_Objectif de l'exercice_.
Recopiez à l'identique, dans l'extrait ci-dessous sur la réforme du droit de la famille, le passage allant de « Cet engagement survient » jusqu'à « a-t-il fait valoir. ».

_Extrait_.
● ● ● ● ● ● ●

Graham Hughes / La Presse Canadienne Photo: Graham Hughes/La Presse canadienne
Pierre Saint-Arnaud, La Presse canadienne - La Presse Canadienne

MONTRÉAL — La ministre de la Justice, Sonia LeBel, s’engage à entamer une réforme du droit de la famille dans le premier mandat du gouvernement caquiste.

«J’ai l’intention de faire cette réforme dans le premier mandat — à tout le moins qu’elle soit suffisamment bien engagée pour qu’on ne puisse plus reculer par la suite», a affirmé Mme LeBel mercredi à l’Assemblée nationale, qui a ajouté qu’elle n’avait pas «l’intention d’étirer ça ad vitam aeternam».

Cet engagement survient alors que huit anciens ministres libéraux et péquistes signent un manifeste réclamant une modernisation du droit de la famille pour ajuster celui-ci aux nouvelles réalités sociales.

En entrevue avec La Presse canadienne, l’auteur du manifeste, le professeur de droit Alain Roy, a expliqué que la réalité moderne est telle qu’il est devenu impératif de procéder à une mise à jour et de cesser de lier le droit de la famille au mariage.

«Il faut sortir des repères traditionnels; on est en 2018, il y a des réalités familiales qui s’imposent à nous et si on veut véritablement protéger les enfants et les différents acteurs qui peuvent être en position de vulnérabilité, il faut être capable de s’affranchir des schémas traditionnels», a-t-il fait valoir.

«Changer la porte d’entrée»

Le professeur Roy souligne que 40 pour cent des couples québécois vivent en union de fait et que 62 pour cent des enfants naissent hors mariage et échappent ainsi aux protections offertes par le droit de la famille lors de la rupture des parents.

«On ne s’assure pas, par le critère du mariage, de couvrir toutes les réalités qui méritent d’être couvertes», insiste-t-il.

● ● ● ● ● ● ●

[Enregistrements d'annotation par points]

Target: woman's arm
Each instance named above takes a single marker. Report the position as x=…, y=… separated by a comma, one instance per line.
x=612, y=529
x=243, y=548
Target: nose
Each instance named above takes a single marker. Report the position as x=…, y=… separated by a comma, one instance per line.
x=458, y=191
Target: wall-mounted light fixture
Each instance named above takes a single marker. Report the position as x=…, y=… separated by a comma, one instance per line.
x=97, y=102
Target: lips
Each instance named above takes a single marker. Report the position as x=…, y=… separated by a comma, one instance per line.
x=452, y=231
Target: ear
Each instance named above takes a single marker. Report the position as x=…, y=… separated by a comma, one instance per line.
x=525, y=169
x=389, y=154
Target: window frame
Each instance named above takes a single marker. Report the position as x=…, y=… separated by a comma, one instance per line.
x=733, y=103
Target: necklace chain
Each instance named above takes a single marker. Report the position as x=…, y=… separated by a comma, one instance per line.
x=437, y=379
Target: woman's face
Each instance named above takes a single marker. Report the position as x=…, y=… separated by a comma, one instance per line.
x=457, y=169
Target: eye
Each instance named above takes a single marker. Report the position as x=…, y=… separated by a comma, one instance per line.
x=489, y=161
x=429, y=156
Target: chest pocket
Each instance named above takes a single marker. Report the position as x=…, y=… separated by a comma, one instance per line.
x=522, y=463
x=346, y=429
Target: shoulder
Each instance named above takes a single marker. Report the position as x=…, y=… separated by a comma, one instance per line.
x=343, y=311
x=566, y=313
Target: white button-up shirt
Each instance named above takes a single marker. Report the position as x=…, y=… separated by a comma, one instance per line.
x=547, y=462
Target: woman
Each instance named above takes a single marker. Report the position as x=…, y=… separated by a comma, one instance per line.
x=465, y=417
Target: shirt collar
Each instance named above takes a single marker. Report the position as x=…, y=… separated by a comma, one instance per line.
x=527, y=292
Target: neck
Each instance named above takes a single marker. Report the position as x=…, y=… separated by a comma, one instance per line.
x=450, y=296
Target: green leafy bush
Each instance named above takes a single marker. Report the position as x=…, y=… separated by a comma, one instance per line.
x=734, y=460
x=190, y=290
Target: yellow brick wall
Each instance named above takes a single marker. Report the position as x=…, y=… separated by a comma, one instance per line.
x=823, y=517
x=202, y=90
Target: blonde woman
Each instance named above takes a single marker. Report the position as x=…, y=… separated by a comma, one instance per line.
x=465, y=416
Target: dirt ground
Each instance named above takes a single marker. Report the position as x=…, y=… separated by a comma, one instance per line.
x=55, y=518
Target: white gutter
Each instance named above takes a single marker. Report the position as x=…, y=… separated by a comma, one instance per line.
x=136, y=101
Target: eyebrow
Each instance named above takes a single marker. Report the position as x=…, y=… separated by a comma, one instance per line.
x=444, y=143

● ● ● ● ● ● ●

_Solution rédigée_.
Cet engagement survient alors que huit anciens ministres libéraux et péquistes signent un manifeste réclamant une modernisation du droit de la famille pour ajuster celui-ci aux nouvelles réalités sociales.

En entrevue avec La Presse canadienne, l’auteur du manifeste, le professeur de droit Alain Roy, a expliqué que la réalité moderne est telle qu’il est devenu impératif de procéder à une mise à jour et de cesser de lier le droit de la famille au mariage.

«Il faut sortir des repères traditionnels; on est en 2018, il y a des réalités familiales qui s’imposent à nous et si on veut véritablement protéger les enfants et les différents acteurs qui peuvent être en position de vulnérabilité, il faut être capable de s’affranchir des schémas traditionnels», a-t-il fait valoir.